(Region pointing data)
=== Section Start ===

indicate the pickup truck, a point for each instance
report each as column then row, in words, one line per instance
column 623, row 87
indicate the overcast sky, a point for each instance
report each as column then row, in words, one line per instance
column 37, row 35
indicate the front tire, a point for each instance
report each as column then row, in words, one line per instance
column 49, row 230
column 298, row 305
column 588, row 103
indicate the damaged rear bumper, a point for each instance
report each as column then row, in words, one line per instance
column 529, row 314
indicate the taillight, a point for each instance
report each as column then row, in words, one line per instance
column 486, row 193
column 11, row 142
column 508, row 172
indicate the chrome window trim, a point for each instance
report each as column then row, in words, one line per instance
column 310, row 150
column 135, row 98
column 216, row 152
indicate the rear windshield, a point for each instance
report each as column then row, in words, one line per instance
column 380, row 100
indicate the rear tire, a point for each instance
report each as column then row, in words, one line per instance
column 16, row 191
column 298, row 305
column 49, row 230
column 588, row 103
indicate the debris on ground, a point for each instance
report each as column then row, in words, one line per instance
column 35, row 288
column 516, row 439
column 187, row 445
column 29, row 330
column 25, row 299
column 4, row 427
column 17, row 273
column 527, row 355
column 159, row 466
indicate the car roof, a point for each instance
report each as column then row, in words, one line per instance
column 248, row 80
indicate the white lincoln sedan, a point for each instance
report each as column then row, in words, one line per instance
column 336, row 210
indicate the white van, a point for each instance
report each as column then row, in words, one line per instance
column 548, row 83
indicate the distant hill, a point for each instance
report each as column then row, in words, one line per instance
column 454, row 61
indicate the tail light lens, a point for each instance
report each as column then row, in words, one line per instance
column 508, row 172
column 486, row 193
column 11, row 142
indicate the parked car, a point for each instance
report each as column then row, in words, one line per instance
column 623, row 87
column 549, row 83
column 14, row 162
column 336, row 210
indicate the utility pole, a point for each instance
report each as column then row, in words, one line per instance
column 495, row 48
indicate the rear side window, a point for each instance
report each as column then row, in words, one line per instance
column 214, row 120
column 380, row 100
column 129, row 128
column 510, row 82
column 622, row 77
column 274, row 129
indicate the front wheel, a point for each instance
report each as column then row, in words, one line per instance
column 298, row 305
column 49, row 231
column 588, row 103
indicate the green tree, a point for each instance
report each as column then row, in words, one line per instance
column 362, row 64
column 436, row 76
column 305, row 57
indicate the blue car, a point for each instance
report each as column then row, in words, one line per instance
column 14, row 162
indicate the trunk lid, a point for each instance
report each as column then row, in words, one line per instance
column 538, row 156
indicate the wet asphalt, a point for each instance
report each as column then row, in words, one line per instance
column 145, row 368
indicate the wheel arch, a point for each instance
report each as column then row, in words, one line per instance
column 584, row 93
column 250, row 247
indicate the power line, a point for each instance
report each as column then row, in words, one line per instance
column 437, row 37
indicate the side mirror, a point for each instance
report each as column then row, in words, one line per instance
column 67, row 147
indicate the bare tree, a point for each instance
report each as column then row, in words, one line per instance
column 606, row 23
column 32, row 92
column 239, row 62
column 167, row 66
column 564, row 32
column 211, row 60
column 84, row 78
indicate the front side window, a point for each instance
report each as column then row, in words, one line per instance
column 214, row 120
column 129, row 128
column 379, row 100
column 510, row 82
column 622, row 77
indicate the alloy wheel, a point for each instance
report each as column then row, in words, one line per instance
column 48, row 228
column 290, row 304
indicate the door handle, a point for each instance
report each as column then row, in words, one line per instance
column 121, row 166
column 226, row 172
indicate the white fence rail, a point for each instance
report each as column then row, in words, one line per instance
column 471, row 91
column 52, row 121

=== Section End ===

**EXERCISE AIM**
Whenever a line of the records above contains the word "tire", it counts toward the total; give that total alone.

**OUTPUT OF THE EXERCISE**
2